Work required:
Read the data and repeat it in full, exactly.

Records of labeled points:
--- begin ---
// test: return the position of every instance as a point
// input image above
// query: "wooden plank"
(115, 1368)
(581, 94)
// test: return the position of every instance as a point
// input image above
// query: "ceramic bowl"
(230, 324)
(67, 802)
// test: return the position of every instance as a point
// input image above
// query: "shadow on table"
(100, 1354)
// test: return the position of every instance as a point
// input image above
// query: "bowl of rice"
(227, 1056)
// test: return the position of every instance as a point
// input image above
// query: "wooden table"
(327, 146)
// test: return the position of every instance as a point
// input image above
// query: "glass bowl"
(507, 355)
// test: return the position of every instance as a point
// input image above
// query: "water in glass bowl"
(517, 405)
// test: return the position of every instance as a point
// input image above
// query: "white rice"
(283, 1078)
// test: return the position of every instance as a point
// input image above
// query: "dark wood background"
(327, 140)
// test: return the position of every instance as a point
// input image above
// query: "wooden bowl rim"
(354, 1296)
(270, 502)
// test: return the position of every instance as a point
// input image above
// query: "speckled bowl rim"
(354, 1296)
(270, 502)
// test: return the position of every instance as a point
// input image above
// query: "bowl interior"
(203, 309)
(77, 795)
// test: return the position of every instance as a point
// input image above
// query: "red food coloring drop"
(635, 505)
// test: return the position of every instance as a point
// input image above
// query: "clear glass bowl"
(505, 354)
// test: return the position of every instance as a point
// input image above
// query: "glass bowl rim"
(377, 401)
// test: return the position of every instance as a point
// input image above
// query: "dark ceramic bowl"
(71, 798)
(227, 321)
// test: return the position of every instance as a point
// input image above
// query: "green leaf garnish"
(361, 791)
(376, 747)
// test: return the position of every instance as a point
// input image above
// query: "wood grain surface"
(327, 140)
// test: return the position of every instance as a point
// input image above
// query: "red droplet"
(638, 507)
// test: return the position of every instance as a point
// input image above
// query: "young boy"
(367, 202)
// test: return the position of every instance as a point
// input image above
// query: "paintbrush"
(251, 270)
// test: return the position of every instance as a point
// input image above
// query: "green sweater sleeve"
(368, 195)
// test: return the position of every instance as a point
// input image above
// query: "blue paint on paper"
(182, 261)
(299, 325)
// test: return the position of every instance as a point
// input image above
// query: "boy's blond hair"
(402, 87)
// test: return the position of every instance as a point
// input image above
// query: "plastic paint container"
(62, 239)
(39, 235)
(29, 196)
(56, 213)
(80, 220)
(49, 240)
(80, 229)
--- end ---
Full answer:
// test: return the position of every instance as a point
// input image above
// query: "wooden plank"
(115, 1368)
(581, 94)
// test: return the position of every instance as a point
// input image above
// query: "ceramic bowl"
(230, 324)
(67, 802)
// test: return the position of every instance as a point
// input image above
// query: "shadow on table"
(100, 1354)
// test: return the position of every instance as a point
// input image above
// query: "bowl of rice"
(227, 1056)
// test: return the position of every instance as a point
// input image above
// query: "wooden table"
(327, 146)
// test: return the position of every instance as a point
// input image above
// query: "glass bowl"
(507, 355)
// test: return the position of every instance as a point
// input image above
// query: "water in glass bowl"
(517, 405)
// test: return the position of every instance as a point
// input image above
// query: "white rice"
(283, 1078)
// test: return the position of every instance as a point
// input image above
// query: "dark wood background"
(327, 140)
// test: return the position of every instance as a point
// input image above
// query: "wooden bowl rim"
(354, 1296)
(270, 502)
// test: return the position of every instance as a point
// input image above
// query: "speckled bowl rim"
(354, 1296)
(270, 502)
// test: return the position of every instance as a point
// input image above
// query: "bowl interior"
(203, 309)
(77, 795)
// test: return the position of every instance as a point
// input image above
// query: "red food coloring drop"
(635, 505)
// test: return the position of every instance as a point
// input image above
// query: "clear glass bowl"
(505, 354)
// test: return the position of every instance as a point
// input image above
// query: "glass bowl rim"
(377, 401)
// test: return the position of every instance as a point
// input image above
// query: "dark ceramic bowl"
(71, 798)
(227, 321)
// test: return the position of every instance as a point
// input image above
// query: "green leaf garnish"
(361, 791)
(376, 747)
// test: return the position of every instance as a point
// input image above
// query: "wood grain surface"
(327, 140)
// test: return the position of every instance as a point
// input image above
// query: "red droplet"
(638, 507)
// test: return the position of every instance as a point
// input image above
// query: "young boy"
(367, 202)
// test: return the position of every instance as a point
// input image above
// query: "paintbrush"
(251, 270)
// test: return the position of every instance as a point
// input image above
// query: "green sweater sleeve"
(368, 195)
// test: return the position of every instance as a point
// input image above
// query: "blue paint on paper"
(182, 261)
(299, 325)
// test: return the position of every instance as a point
// input image above
// query: "boy's blond hair"
(402, 87)
// test: return the position of every instance as a point
// input image above
// query: "plastic paint container"
(62, 239)
(39, 235)
(29, 196)
(56, 213)
(80, 220)
(49, 240)
(80, 229)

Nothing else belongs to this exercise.